Task requirements –
1. Using the article on the ship Ganges, answer these questions:
(a) On what date did Ganges leave Bengal?
(b) How many male convicts did she transport to New South Wales?
(c) Where was she bound when she left Port Jackson in December 1797?
2. Can you reproduce the passage of the article on the ship Ganges between "Ganges was a" and "a poor harvest.", inclusive?

Excerpted text –
════
History

Great Britain
- Name: Ganges
- Namesake: Ganges
- Owner: Thomas Patrickson
- Builder: India
- Launched: 1792
- Fate: No longer listed in Lloyd's Register for 1803

General characteristics
- Tons burthen: 617, or 700 (bm)
- Complement: 80
- Armament: 12 x 6 & 4-pounder guns, or 12 × 6-pounder guns
- Notes: Teak-built

= Ganges (1792 ship) =

Ganges was a 700-ton (bm) merchantman launched in India in 1792. She made one voyage under contract to the East India Company (EIC), and one in 1797 transporting convicts from England to New South Wales. She disappears from the registers after 1802.

==Career==
===EIC voyage #1 (1796)===
Ganges, under the command of Thomas Patrickson, left Bengal on 1 February 1796. She was carrying rice on behalf of the British government, which was importing grain to address high prices for wheat in Britain following a poor harvest.

Ganges reached St Helena on 7 April, and arrived at Long Reach on 10 June.

On 17 September 1796 Thomas Patrickson received a letter of marque for Ganges.

===Convict transport (1797)===
Ganges appeared in Lloyd's Register (LR) of 1797 with Patrickson as master and owner, and trade London–Botany Bay.

Patrickson sailed Ganges from Portsmouth, England, in early 1797, and she arrived at Port Jackson on 2 June 1797. She transported 203 male convicts, 13 of whom died on the voyage. This was despite Sir James Fitzpatrick, the Home Department's surgeon-general, having ordered the installation of ventilators and water purifiers, and the stocking of fumigants and medicines. Patrickson had asked for 300 convicts, but the request was refused. The guards were a detachment from the New South Wales Corps.

Ganges left Port Jackson in December 1797 bound for China.

Lloyd's Register for 1799 shows Ganges, Patrickson, master, Captain and company as owners, and with trade London-Botany Bay. This entry continued unchanged through 1802, even though there were changes in reality.
════
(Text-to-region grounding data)

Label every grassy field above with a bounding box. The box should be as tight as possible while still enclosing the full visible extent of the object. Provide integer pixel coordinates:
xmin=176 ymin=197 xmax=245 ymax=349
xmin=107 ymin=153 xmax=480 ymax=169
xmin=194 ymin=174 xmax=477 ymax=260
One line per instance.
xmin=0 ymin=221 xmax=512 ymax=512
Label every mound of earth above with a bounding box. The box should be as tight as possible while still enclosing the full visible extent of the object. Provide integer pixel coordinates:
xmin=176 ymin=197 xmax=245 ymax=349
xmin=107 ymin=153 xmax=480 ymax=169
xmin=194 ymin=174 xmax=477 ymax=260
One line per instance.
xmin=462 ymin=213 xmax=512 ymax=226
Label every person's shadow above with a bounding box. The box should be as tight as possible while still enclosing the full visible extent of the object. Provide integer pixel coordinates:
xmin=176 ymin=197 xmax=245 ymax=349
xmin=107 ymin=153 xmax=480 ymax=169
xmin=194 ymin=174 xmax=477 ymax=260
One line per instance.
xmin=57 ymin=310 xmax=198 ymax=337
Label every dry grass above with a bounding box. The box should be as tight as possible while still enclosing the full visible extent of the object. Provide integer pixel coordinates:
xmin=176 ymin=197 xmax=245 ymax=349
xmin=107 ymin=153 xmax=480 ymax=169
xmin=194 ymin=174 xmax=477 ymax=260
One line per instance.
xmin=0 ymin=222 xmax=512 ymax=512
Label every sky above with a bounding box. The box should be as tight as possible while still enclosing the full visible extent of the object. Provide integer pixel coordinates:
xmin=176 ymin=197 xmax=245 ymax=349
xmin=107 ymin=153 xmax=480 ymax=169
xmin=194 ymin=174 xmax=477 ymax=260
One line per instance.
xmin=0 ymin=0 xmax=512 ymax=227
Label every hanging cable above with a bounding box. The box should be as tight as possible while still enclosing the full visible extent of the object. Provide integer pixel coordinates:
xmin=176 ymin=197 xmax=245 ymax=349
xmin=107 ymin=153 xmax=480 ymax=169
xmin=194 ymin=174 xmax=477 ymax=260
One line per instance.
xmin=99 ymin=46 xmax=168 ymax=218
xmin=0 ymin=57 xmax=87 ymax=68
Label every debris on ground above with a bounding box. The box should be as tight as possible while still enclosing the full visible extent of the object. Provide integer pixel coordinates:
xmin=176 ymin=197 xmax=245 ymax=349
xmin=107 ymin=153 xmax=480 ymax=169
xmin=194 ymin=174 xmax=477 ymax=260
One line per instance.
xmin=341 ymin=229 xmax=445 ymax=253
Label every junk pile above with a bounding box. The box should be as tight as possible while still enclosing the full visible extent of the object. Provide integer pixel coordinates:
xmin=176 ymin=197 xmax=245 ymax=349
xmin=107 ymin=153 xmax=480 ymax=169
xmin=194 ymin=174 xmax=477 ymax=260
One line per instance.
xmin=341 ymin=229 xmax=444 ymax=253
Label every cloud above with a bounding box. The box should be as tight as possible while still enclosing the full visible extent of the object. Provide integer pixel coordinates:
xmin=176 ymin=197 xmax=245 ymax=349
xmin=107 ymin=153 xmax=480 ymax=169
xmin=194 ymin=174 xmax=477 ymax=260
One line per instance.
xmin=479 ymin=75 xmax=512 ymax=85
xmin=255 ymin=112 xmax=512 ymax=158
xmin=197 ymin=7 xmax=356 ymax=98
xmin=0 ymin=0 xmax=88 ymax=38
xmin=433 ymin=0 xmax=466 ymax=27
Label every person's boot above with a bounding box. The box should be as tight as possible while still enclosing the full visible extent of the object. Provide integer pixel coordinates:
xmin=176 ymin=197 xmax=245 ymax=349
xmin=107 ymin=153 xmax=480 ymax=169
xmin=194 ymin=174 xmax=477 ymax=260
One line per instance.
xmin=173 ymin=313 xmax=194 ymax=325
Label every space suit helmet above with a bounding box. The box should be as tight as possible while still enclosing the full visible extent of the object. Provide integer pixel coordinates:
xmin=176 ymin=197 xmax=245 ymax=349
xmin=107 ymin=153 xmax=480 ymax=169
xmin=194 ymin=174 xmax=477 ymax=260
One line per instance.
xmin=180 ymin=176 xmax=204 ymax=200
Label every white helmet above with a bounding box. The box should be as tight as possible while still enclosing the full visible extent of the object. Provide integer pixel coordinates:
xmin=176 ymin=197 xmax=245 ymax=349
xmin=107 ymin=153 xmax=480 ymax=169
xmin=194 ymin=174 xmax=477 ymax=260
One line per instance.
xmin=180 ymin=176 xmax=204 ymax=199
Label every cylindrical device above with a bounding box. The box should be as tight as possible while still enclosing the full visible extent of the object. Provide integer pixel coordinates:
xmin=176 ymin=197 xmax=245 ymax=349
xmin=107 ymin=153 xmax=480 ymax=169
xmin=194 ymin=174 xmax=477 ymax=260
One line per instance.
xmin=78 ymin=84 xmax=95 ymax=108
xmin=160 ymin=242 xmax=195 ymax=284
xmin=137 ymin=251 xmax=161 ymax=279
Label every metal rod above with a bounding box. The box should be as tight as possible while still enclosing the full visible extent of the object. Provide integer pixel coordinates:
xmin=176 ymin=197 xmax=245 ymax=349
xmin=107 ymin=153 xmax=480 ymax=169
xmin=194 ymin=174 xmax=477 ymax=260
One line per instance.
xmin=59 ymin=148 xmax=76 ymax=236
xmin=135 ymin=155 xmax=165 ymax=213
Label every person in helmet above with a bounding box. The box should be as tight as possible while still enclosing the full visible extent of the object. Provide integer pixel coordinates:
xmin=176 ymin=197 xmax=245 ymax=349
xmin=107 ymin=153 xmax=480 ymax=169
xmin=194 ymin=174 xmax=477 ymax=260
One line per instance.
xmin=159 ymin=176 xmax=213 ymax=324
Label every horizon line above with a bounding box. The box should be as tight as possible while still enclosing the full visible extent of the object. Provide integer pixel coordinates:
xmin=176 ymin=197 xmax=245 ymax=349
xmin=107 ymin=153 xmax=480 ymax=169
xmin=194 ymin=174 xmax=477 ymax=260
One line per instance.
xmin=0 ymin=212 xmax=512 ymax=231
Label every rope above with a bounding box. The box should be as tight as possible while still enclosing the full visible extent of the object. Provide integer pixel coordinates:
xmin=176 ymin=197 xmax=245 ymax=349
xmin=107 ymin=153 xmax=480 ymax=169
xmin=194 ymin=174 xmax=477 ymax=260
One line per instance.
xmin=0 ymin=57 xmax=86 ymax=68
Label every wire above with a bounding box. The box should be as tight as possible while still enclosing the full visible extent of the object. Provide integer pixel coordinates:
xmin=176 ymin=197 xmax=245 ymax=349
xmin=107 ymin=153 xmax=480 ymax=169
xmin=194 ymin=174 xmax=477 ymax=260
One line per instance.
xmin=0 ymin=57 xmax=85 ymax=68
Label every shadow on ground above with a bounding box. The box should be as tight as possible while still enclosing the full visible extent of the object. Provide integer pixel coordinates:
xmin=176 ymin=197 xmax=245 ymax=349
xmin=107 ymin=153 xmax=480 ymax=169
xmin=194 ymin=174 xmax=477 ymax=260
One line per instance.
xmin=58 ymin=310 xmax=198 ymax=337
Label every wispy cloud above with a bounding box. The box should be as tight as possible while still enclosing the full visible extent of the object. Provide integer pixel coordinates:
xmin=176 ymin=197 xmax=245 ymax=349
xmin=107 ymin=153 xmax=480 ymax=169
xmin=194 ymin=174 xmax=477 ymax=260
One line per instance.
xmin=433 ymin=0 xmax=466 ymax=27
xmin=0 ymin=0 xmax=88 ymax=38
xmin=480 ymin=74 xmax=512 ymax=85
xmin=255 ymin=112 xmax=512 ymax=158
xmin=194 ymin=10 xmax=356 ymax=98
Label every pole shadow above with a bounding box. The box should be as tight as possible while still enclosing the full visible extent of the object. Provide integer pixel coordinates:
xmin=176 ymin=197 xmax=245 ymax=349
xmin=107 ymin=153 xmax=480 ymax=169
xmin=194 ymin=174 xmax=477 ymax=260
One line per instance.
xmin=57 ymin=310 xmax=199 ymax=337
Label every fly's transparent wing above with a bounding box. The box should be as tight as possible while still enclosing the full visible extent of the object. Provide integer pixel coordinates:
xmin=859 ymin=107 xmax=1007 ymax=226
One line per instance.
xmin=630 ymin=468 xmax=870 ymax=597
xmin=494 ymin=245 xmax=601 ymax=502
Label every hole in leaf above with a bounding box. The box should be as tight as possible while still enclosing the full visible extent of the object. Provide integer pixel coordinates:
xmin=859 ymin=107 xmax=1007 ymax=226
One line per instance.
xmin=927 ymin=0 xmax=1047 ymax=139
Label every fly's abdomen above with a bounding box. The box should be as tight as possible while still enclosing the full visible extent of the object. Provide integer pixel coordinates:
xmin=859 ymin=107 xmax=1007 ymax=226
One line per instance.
════
Answers by item number –
1.
(a) 1 February 1796
(b) 203
(c) China

2.
Ganges was a 700-ton (bm) merchantman launched in India in 1792. She made one voyage under contract to the East India Company (EIC), and one in 1797 transporting convicts from England to New South Wales. She disappears from the registers after 1802.

==Career==
===EIC voyage #1 (1796)===
Ganges, under the command of Thomas Patrickson, left Bengal on 1 February 1796. She was carrying rice on behalf of the British government, which was importing grain to address high prices for wheat in Britain following a poor harvest.